## DIRECTION 1:
Set down the passage from the introduction on growth businesses, starting at "Entrepreneurs are the" and ending at "to occur overnight.".
## DIRECTION 2:
Output as a numbered list the lines of the entries, starting at the line that contains "Mark one point on every instance of the puppy's left" and ending with the last line of the entries, and leave out any blank lines.

## READING PASSAGE:
Excerpted from "Financial Mail on Sunday" Complete Guide to Running Your Own Business by Ruth Sunderland. Copyright © 2001. Reprinted by permission. All rights reserved.
Introduction
Growth Is Good
It is Enterprise which builds and improves the world’s possessions ... if Enterprise is afoot, wealth accumulates ... and if Enterprise is asleep, wealth decays...
John Maynard Keynes, Treatise on Money.
Entrepreneurs are the new frontline troops for Britain’s new economy.
Tony Blair
This book is for anyone who is serious about owning or working for a true growth business.
Many people dream of making millions by making a success of their own business venture, and then retiring after a few years to the Bahamas.
The reality is that on the road to growth, entrepreneurs will work very hard, take nerve-racking risks and surmount many difficulties. Many will fall by the wayside and only the most talented, determined and best-prepared will make the grade. Even if you do succeed, getting rich is far more likely to happen gradually, after years of hard graft and ploughing profits back into the company, than it is to occur overnight.

## DATA LISTING:
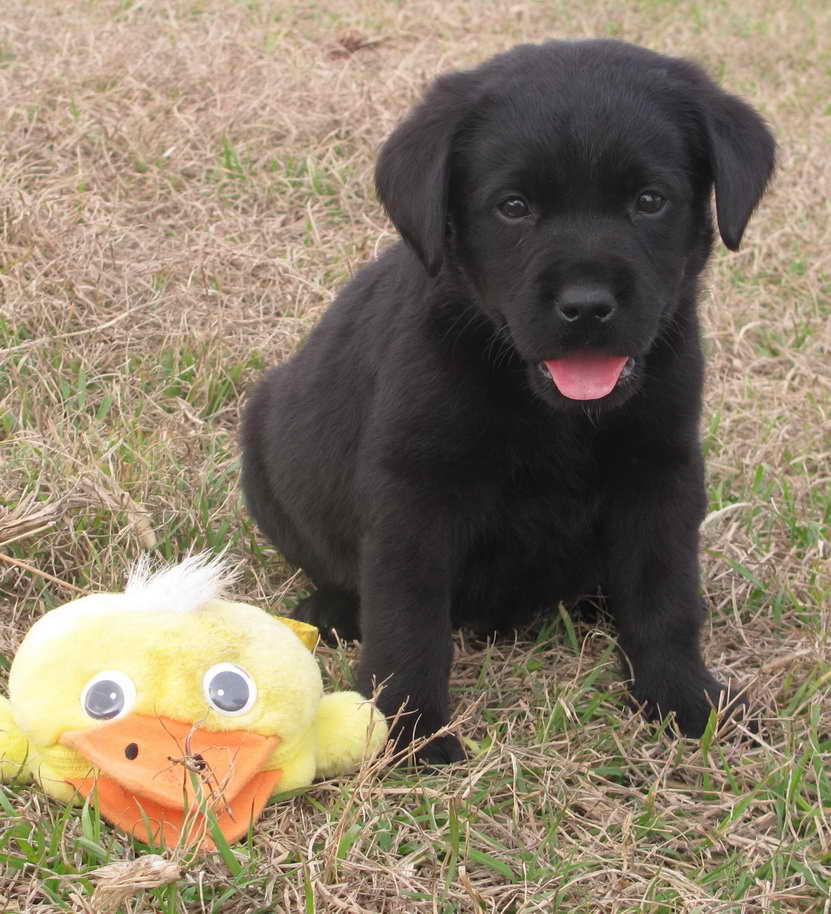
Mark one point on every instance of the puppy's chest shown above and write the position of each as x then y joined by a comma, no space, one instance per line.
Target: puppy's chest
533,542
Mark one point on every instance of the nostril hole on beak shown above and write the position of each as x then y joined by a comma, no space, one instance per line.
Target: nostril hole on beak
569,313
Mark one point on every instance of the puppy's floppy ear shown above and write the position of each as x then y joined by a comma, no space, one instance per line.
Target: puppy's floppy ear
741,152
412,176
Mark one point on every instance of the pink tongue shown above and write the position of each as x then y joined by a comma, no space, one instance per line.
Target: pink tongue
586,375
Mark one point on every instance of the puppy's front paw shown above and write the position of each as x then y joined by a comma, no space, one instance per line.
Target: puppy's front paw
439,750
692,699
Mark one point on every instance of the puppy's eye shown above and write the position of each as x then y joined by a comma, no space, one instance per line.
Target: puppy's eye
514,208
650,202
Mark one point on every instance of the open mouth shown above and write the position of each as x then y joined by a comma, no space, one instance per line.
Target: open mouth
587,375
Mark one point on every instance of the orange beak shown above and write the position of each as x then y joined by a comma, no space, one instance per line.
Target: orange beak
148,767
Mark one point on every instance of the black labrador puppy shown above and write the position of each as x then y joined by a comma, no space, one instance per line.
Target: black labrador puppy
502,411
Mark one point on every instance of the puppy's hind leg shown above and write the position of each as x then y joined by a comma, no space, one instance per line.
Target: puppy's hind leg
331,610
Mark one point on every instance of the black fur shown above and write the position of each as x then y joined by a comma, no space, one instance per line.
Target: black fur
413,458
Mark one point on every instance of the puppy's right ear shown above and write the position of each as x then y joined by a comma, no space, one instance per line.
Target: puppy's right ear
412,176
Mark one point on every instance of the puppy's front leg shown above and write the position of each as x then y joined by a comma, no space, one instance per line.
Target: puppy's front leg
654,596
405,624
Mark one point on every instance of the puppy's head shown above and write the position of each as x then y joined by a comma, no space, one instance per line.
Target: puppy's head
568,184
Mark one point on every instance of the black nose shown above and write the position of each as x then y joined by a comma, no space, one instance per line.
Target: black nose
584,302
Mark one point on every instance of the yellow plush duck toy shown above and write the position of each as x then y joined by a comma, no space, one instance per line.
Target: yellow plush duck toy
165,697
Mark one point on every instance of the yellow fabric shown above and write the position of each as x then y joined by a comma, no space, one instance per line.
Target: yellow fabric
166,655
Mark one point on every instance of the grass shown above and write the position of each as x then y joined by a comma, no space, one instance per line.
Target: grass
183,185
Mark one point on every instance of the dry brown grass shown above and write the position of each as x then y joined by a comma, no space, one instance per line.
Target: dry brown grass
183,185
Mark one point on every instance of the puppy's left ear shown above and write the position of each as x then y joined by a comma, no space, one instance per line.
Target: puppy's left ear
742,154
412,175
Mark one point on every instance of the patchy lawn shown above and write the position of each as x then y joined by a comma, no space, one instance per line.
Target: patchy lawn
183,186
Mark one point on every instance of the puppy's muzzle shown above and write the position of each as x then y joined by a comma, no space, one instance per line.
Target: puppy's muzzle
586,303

## FULL ANSWER 1:
Entrepreneurs are the new frontline troops for Britain’s new economy.
Tony Blair
This book is for anyone who is serious about owning or working for a true growth business.
Many people dream of making millions by making a success of their own business venture, and then retiring after a few years to the Bahamas.
The reality is that on the road to growth, entrepreneurs will work very hard, take nerve-racking risks and surmount many difficulties. Many will fall by the wayside and only the most talented, determined and best-prepared will make the grade. Even if you do succeed, getting rich is far more likely to happen gradually, after years of hard graft and ploughing profits back into the company, than it is to occur overnight.

## FULL ANSWER 2:
1. Mark one point on every instance of the puppy's left ear shown above and write the position of each as x then y joined by a comma, no space, one instance per line.
2. Target: puppy's left ear
3. 742,154
4. 412,175
5. Mark one point on every instance of the patchy lawn shown above and write the position of each as x then y joined by a comma, no space, one instance per line.
6. Target: patchy lawn
7. 183,186
8. Mark one point on every instance of the puppy's muzzle shown above and write the position of each as x then y joined by a comma, no space, one instance per line.
9. Target: puppy's muzzle
10. 586,303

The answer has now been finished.